• **Work required**
All entries below are to be returned in full, exactly as they stand.

• **Supplied records**
---

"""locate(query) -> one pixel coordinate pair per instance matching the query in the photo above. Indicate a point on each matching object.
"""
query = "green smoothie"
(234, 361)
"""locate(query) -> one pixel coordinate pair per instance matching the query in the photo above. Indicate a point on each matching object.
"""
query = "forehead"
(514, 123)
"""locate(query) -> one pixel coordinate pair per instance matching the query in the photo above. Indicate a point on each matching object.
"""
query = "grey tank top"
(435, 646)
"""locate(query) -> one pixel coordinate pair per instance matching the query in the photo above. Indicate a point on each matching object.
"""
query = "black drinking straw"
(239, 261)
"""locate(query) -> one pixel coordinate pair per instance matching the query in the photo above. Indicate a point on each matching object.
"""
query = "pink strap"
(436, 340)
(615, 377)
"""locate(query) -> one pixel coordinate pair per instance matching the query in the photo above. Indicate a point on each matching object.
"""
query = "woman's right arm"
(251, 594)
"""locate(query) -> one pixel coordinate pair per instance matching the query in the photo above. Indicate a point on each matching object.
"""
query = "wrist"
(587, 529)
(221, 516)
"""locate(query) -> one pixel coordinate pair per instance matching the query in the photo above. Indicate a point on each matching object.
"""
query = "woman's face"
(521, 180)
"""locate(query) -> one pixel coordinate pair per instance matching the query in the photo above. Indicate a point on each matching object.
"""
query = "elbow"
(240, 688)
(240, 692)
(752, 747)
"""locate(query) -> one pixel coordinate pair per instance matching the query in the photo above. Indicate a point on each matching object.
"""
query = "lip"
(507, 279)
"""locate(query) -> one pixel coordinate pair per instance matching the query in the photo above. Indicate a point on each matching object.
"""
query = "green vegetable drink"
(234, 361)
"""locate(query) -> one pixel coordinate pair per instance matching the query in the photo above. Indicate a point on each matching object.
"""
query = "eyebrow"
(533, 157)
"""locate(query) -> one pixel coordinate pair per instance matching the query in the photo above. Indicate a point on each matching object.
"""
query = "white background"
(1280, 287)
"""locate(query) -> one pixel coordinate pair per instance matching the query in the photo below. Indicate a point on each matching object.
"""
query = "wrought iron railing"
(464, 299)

---

• **Answer section**
"""locate(query) -> one pixel coordinate pair per instance matching the query in the photo above. Indicate a point on each matching object.
"""
query = "green smoothie"
(234, 361)
"""locate(query) -> one pixel coordinate pair per instance matching the query in the photo above. Indicate a point on each matching object.
"""
query = "forehead"
(514, 123)
"""locate(query) -> one pixel coordinate pair per instance matching the query in the photo above. Indicate a point on each matching object.
"""
query = "grey tank top"
(435, 646)
"""locate(query) -> one pixel coordinate pair per instance matching the query in the photo above. Indicate a point on each matching object.
"""
query = "black drinking straw"
(239, 261)
"""locate(query) -> one pixel coordinate pair per instance matching the query in the photo above. Indicate a point on each matching object.
"""
query = "pink strap"
(436, 340)
(615, 377)
"""locate(query) -> one pixel coordinate pair per instance matching the query in the photo above. Indicate a point on each matching object.
"""
query = "woman's right arm"
(251, 594)
"""locate(query) -> one pixel coordinate pair per instance matching the query in the photo above. Indicate a point on each matching object.
"""
query = "wrist"
(587, 529)
(221, 516)
"""locate(query) -> one pixel coordinate pair per instance matching the query in the photo above. Indicate a point on each matching object.
"""
query = "woman's face"
(521, 180)
"""locate(query) -> one pixel coordinate pair per instance matching the query in the photo above. Indicate a point on each matching object.
"""
query = "elbow"
(240, 688)
(240, 692)
(752, 747)
"""locate(query) -> one pixel coordinate pair per instance matching the query in the photo above. Indicate a point on each matching object.
"""
query = "lip"
(507, 279)
"""locate(query) -> one pixel coordinate pair per instance matching the query in the photo above. Indicate a point on each matching object.
"""
query = "green vegetable drink"
(234, 361)
"""locate(query) -> one pixel coordinate pair per instance matching the query in the photo above. Indicate a point on each matching object.
"""
query = "eyebrow"
(533, 157)
"""locate(query) -> one pixel coordinate pair per instance matching the query in the photo above. Indicate a point on each matching object.
"""
query = "white background"
(1280, 287)
"""locate(query) -> one pixel coordinate pair per instance matching the query in the photo below. Indicate a point on each matching object.
"""
query = "wrought iron railing"
(464, 299)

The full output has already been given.